Document section -
....................

LEMON VERBENA

Originating from Chile, lemon verbena was introduced into Europe in the late eighteenth century and lemon verbena tea has been popular in France and Spain ever since.

 

Lemon verbena, lippia citriodora, is a beautiful lemon- scented deciduous shrub which, if grown in a sheltered position, can grow up to 6 ft (I .8 metres) high. The leaves are narrow, lance-shaped and deeply veined and they grow in whorls of three along the woody stems; they contain the aromatic oils and when bruised or crushed are refreshingly fragrant. The tiny pale pink flowers grow in loose spikes and are in bloom from July to September.
In the kitchen young lemon verbena leaves are added to fruit salads, fruit drinks and wine cups. Lemon verbena tea, when sweetened with honey and served iced, is deliciously cooling in hot weather.
Lemon verbena is not a hardy shrub and will need either to be protected during the winter months or to be brought indoors. It will grow in well-drained garden soil in a sheltered spot facing south. Lemon verbena is propagated from stem cuttings taken from an established plant at any time during the growing season.
The leaves for drying are at their best just before the flowers fully open. Pick only the perfect leaves and dry and store in the usual way.

MEDICINAL USE

Lemon verbena tea is very pleasant to take and is a useful remedy in mild cases of indigestion and flatulence. It is also calming and sedative and a help to those who cannot sleep due to nervous tension.

....................

About this exercise - Rewrite the lemon verbena text starting at "Originating from Chile, lemon" and ending at "in hot weather.", substituting "sugar" for "honey".

Items listed in a dataset
....................

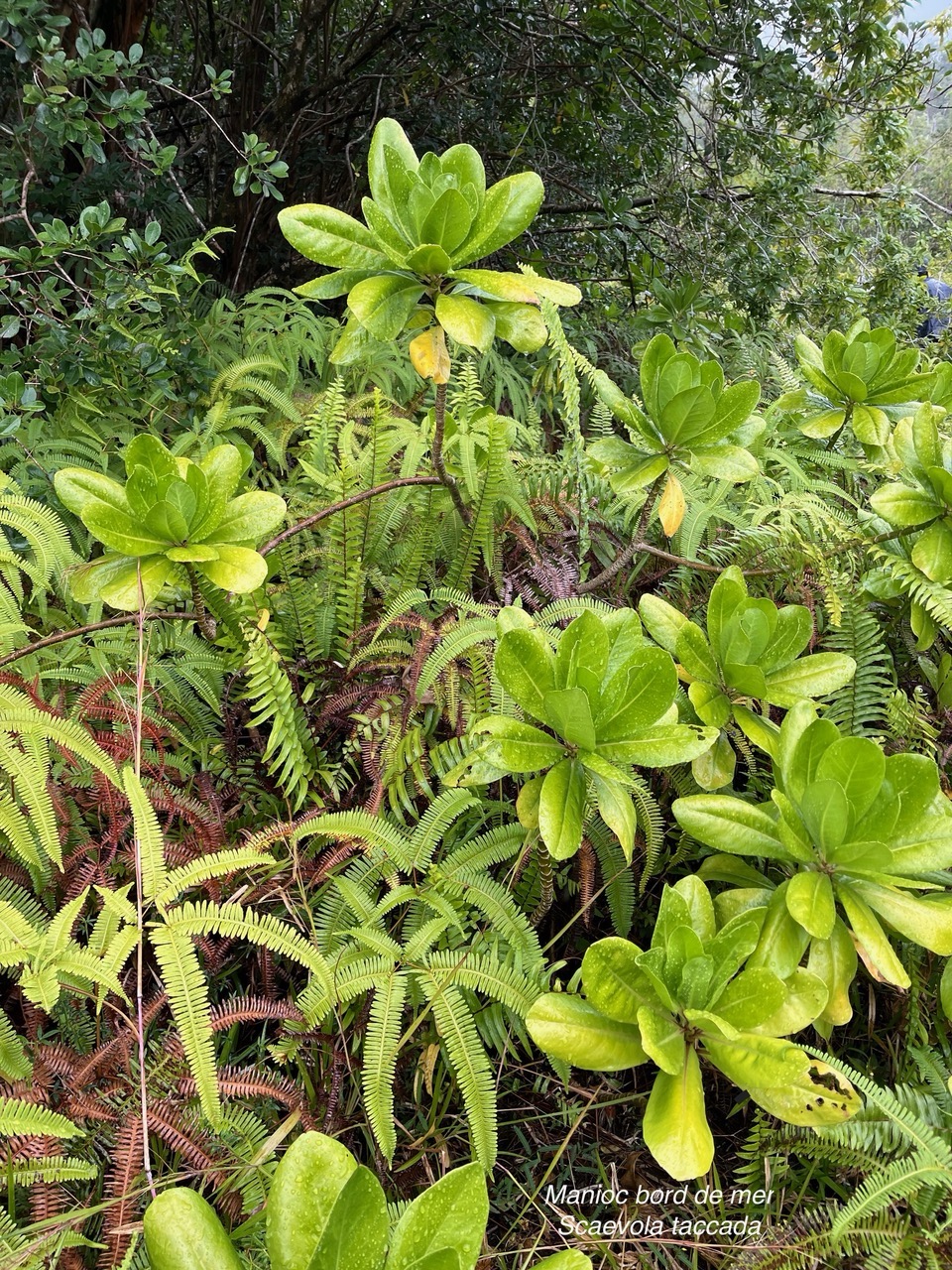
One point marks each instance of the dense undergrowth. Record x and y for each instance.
(439, 746)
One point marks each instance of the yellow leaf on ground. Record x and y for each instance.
(670, 509)
(429, 356)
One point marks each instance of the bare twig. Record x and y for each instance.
(341, 507)
(61, 636)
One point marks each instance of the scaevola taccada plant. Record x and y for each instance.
(407, 267)
(687, 418)
(687, 998)
(860, 379)
(752, 652)
(606, 699)
(924, 495)
(856, 841)
(172, 518)
(325, 1210)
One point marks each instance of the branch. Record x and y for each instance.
(343, 506)
(61, 636)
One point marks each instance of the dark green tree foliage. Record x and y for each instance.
(693, 134)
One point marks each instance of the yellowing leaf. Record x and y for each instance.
(429, 356)
(670, 509)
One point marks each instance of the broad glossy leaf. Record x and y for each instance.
(329, 236)
(749, 998)
(130, 581)
(661, 620)
(711, 705)
(826, 815)
(810, 902)
(694, 654)
(715, 769)
(782, 940)
(660, 746)
(465, 163)
(495, 285)
(222, 467)
(675, 1128)
(561, 808)
(729, 825)
(191, 553)
(685, 414)
(238, 570)
(362, 1206)
(509, 207)
(429, 259)
(805, 1000)
(793, 832)
(803, 740)
(119, 531)
(567, 712)
(307, 1182)
(655, 357)
(927, 921)
(391, 238)
(726, 597)
(794, 625)
(616, 810)
(448, 222)
(873, 944)
(574, 1032)
(638, 695)
(753, 1058)
(329, 286)
(80, 490)
(249, 518)
(932, 552)
(525, 666)
(581, 659)
(697, 897)
(871, 426)
(746, 679)
(449, 1214)
(825, 423)
(817, 1097)
(662, 1039)
(520, 746)
(724, 462)
(834, 961)
(520, 325)
(904, 507)
(860, 766)
(733, 408)
(384, 304)
(466, 320)
(182, 1232)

....................

Exercise answer -
Originating from Chile, lemon verbena was introduced into Europe in the late eighteenth century and lemon verbena tea has been popular in France and Spain ever since.

 

Lemon verbena, lippia citriodora, is a beautiful lemon- scented deciduous shrub which, if grown in a sheltered position, can grow up to 6 ft (I .8 metres) high. The leaves are narrow, lance-shaped and deeply veined and they grow in whorls of three along the woody stems; they contain the aromatic oils and when bruised or crushed are refreshingly fragrant. The tiny pale pink flowers grow in loose spikes and are in bloom from July to September.
In the kitchen young lemon verbena leaves are added to fruit salads, fruit drinks and wine cups. Lemon verbena tea, when sweetened with sugar and served iced, is deliciously cooling in hot weather.